- _The tasks_:
1. List every city that the text on the Canadian Maritimes names as prominent in the region.
2. Reproduce verbatim the passage of the text on the Canadian Maritimes from "The Canadian Maritimes played" to "different Algonquian dialect.".

- _Extract to read_:
Where are the Canadian Maritimes?

The Canadian Maritimes are a must-do on the bucket list of any seafood lover. This region is renowned for its picturesque coastal landscapes, exceptional seafood, and rich cultural heritage. Each province in this region has something to offer, from mouth-watering cuisine to lively festivals, making it a worthy addition to your bucket list.

Geography and Composition

The Canadian Maritimes, also known as the Maritime Provinces, features three provinces: Novia Scotia, New Brunswick, and Prince Edward Island. With the addition of Newfoundland and Labrador, they form the Atlantic Provinces, stretching along maritime Canada’s eastern coastline.

This area comprises a cluster of peninsulas and islands on the eastern Canadian coast. It’s the northeastern extension of the Appalachian highlands, featuring fertile valleys and ample fishing opportunities.

Prominent cities in this area include Halifax, Saint John, Summerside, Charlottetown, Moncton, and Fredericton.


History and Cultural Heritage

The Canadian Maritimes played a significant role in Canadian history, initially sighted by explorer Bjarni Herjolfsson. Before the arrival of the Europeans, Indigenous

, the Mi’kmaq, inhabited the region. This group constituted a single linguistic and cultural entity, save for their neighbors in the upper Saint John River valley, the Wolastioqiyik, who spoke a different Algonquian dialect.

- _Provided data_:
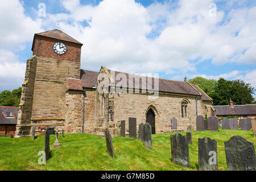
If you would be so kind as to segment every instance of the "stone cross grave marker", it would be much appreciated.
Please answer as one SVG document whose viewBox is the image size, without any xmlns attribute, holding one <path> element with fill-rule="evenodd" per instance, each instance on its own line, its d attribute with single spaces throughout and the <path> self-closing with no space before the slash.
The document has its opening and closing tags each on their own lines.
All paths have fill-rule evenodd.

- _Outputs in order_:
1. Halifax, Saint John, Summerside, Charlottetown, Moncton, Fredericton

2.
The Canadian Maritimes played a significant role in Canadian history, initially sighted by explorer Bjarni Herjolfsson. Before the arrival of the Europeans, Indigenous

, the Mi’kmaq, inhabited the region. This group constituted a single linguistic and cultural entity, save for their neighbors in the upper Saint John River valley, the Wolastioqiyik, who spoke a different Algonquian dialect.